DATASET —
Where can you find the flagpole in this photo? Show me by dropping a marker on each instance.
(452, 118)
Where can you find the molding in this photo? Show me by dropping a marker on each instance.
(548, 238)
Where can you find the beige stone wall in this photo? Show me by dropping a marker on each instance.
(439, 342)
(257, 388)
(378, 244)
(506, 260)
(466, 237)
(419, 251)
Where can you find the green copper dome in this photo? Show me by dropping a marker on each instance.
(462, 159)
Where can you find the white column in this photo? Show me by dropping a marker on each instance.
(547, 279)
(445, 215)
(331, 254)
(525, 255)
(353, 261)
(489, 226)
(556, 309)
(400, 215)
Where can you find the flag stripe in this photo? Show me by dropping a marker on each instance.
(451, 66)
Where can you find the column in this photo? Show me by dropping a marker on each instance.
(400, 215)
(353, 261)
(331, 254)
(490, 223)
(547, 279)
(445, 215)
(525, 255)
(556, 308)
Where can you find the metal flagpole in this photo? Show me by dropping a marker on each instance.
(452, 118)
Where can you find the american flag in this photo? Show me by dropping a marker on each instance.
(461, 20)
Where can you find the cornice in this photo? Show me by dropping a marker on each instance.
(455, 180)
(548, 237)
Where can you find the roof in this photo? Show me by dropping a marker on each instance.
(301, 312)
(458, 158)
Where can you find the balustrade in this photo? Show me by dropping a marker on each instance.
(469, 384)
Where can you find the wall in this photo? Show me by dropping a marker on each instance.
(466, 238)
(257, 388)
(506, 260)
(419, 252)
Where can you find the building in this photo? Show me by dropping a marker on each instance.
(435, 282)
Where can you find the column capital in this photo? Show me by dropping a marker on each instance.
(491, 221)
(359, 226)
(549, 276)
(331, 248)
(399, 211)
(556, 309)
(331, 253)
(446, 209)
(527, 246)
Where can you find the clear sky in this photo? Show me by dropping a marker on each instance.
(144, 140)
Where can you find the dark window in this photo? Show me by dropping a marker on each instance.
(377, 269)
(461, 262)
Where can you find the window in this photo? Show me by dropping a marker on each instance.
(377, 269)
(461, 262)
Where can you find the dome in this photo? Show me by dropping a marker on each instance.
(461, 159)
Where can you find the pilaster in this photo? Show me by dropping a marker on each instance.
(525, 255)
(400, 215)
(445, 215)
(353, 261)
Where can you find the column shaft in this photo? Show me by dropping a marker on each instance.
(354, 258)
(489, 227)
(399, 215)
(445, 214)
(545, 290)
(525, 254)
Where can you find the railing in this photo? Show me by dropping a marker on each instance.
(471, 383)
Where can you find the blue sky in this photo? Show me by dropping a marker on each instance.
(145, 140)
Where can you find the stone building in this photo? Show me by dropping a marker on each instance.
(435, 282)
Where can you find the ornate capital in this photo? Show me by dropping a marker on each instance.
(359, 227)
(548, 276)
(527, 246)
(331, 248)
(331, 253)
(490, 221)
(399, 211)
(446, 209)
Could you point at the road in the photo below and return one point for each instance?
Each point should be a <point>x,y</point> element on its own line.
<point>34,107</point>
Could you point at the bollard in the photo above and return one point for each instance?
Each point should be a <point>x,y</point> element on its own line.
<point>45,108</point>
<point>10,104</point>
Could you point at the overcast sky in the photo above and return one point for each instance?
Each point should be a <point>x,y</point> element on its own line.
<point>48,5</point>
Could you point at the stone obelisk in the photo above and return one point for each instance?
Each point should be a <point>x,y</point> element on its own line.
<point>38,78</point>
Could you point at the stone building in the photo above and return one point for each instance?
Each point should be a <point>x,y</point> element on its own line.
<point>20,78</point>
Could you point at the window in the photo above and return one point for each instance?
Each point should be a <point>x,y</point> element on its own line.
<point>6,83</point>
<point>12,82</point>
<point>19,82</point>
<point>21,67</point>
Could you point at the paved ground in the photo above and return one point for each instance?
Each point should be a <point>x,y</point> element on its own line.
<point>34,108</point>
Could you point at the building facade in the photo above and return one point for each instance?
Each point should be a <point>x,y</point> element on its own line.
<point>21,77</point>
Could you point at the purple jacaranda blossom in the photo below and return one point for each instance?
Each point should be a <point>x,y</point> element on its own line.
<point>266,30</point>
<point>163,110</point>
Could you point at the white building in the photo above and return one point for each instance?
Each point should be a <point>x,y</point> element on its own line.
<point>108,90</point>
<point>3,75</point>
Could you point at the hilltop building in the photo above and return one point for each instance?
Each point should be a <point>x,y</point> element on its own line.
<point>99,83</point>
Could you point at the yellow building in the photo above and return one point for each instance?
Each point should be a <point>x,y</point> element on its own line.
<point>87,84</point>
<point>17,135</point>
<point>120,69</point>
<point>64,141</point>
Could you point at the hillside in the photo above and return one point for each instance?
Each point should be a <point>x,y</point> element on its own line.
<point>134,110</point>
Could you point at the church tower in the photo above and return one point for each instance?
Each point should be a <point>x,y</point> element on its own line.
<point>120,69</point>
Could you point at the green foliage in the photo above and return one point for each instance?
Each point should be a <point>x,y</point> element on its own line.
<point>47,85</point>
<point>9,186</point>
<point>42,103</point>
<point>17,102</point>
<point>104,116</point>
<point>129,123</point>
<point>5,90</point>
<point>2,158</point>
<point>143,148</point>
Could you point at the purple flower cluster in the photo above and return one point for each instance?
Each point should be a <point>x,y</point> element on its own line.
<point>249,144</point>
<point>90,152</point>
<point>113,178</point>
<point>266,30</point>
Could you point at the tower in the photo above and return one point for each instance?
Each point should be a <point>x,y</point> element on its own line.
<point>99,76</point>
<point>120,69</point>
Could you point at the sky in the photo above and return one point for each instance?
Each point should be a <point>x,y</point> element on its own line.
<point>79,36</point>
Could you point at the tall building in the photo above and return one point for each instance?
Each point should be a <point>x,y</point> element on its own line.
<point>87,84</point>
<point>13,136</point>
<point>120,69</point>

WHAT YOU WILL DO — Nothing in the listing above may be altered; transcribe all of it.

EXERCISE ANSWER —
Where can you find the flagpole in this photo? Show me by dropping a marker on each instance.
(452, 118)
Where can you find the molding in this photo? Show me by dropping a marker on each instance.
(548, 238)
Where can you find the beige stone wall in this photo? Show me by dropping a marker on each instance.
(439, 342)
(257, 388)
(378, 244)
(506, 260)
(466, 237)
(419, 251)
Where can you find the green copper dome in this photo? Show me by dropping a marker on each instance.
(462, 159)
Where can you find the white column in this photo? Show me by dropping a marker on each instance.
(547, 279)
(445, 215)
(331, 254)
(525, 255)
(353, 261)
(489, 226)
(556, 309)
(400, 215)
Where can you find the flag stripe in this photo? Show me by dropping a marker on each instance.
(451, 66)
Where can you find the column in this photo? Show me by dropping a marker on each instance.
(400, 215)
(353, 261)
(331, 254)
(490, 223)
(547, 279)
(445, 215)
(525, 255)
(556, 308)
Where can you find the metal flagpole in this photo? Show me by dropping a marker on each instance.
(452, 118)
Where can you find the american flag in this photo? Show me by dropping a marker on each instance.
(461, 20)
Where can you find the cornice in this photo? Show me by dropping a marker on each instance.
(455, 180)
(548, 237)
Where can you find the roof in this photo? Show me by dropping a marker on each instance.
(301, 312)
(458, 158)
Where can you find the balustrade in this photo? Show me by dropping a marker on each instance.
(469, 384)
Where can you find the wall in this photo? Show me by dropping a marker on each instance.
(466, 238)
(257, 388)
(506, 260)
(419, 252)
Where can you find the building in this photo? Show me by dropping a marker on each instance.
(435, 282)
Where can you find the column capital in this photo? Show me by dropping a marker on each instance.
(491, 221)
(359, 226)
(549, 276)
(331, 248)
(399, 211)
(556, 309)
(331, 253)
(446, 209)
(527, 246)
Where can you find the clear sky in this photo? Show me by dropping a marker on each instance.
(144, 140)
Where can you find the dark window in this photo? Show me by dropping a marker on each instance.
(377, 269)
(461, 262)
Where can you find the window in this photo? Show me by dropping a marker on each instance.
(377, 269)
(461, 262)
Where can you find the dome in this photo? Show me by dropping a marker on each instance.
(461, 159)
Where can you find the pilaster in this photo? Show me by dropping a marker on each instance.
(525, 255)
(400, 215)
(445, 215)
(353, 261)
Where can you find the column shaft in this photo? Show me by dropping a marker on each instance.
(354, 258)
(489, 227)
(399, 215)
(445, 214)
(545, 290)
(525, 254)
Where can you find the railing in this photo? Show me by dropping a marker on each instance.
(471, 383)
Where can you find the blue sky in this photo? Show me by dropping a marker on each instance.
(145, 140)
Where can you find the stone building in this photo? Show me by dropping a marker on each instance.
(435, 282)
Where can you find the ornate capital in this photo? Show me by dropping a marker on each instance.
(359, 227)
(548, 276)
(527, 246)
(331, 248)
(331, 253)
(490, 221)
(399, 211)
(446, 209)
Could you point at the road in the photo below and return one point for each instance?
Each point should be a <point>x,y</point> element on its own line.
<point>34,107</point>
Could you point at the bollard in the photo above and return one point for each instance?
Each point should be a <point>x,y</point> element on its own line.
<point>45,108</point>
<point>10,104</point>
Could you point at the overcast sky in the photo above and return one point for each instance?
Each point should be a <point>x,y</point> element on its own line.
<point>48,5</point>
Could you point at the stone obelisk in the photo above and return one point for each instance?
Each point should be a <point>x,y</point> element on its own line.
<point>38,78</point>
Could you point at the stone building in the photo above and return one point for each instance?
Each point should be a <point>x,y</point> element on its own line.
<point>20,78</point>
Could you point at the window in the photo above and return one point for each instance?
Each point should be a <point>x,y</point> element on its own line.
<point>6,83</point>
<point>12,82</point>
<point>19,82</point>
<point>21,67</point>
Could you point at the paved ground in the photo above and return one point for each instance?
Each point should be a <point>x,y</point> element on its own line.
<point>34,108</point>
Could you point at the building facade in the photo above and return one point for each instance?
Each point should be a <point>x,y</point> element on its own line.
<point>21,77</point>
Could you point at the purple jacaranda blossom in the photo below and return one point for each instance?
Each point should be a <point>x,y</point> element on its own line.
<point>266,30</point>
<point>163,110</point>
Could you point at the white building in the photo above and return one point for each instance?
Each point should be a <point>x,y</point> element on its own line.
<point>108,90</point>
<point>3,75</point>
Could you point at the hilltop building in the photo above and return one point for each instance?
Each point should be a <point>x,y</point> element on its own line.
<point>99,83</point>
Could you point at the yellow building in the photo above and return one point for each instance?
Each point should be a <point>x,y</point> element on its own line.
<point>87,84</point>
<point>17,135</point>
<point>120,69</point>
<point>64,141</point>
Could you point at the hillside in the photo above and return one point for each instance?
Each point should be a <point>x,y</point> element on its own line.
<point>134,110</point>
Could you point at the church tower in the photo above and return one point for each instance?
Each point should be a <point>x,y</point> element on its own line.
<point>120,69</point>
Could you point at the green foliage in the photo above and return one point for each instance?
Each point should be a <point>x,y</point> element on its own line.
<point>47,85</point>
<point>9,186</point>
<point>42,103</point>
<point>17,102</point>
<point>104,116</point>
<point>129,123</point>
<point>5,90</point>
<point>2,158</point>
<point>143,148</point>
Could you point at the purple flower cluster in the photo above and return one point for each instance?
Each point should be a <point>x,y</point> element on its own line.
<point>249,144</point>
<point>90,152</point>
<point>113,178</point>
<point>266,30</point>
Could you point at the tower in the photo above and return one point for each instance?
Each point should be a <point>x,y</point> element on its own line.
<point>99,76</point>
<point>120,69</point>
Could you point at the sky in the photo above and return one point for each instance?
Each point should be a <point>x,y</point> element on its own line.
<point>79,36</point>
Could you point at the tall building in the photo above and return one point for each instance?
Each point should be a <point>x,y</point> element on its own line.
<point>87,84</point>
<point>13,136</point>
<point>120,69</point>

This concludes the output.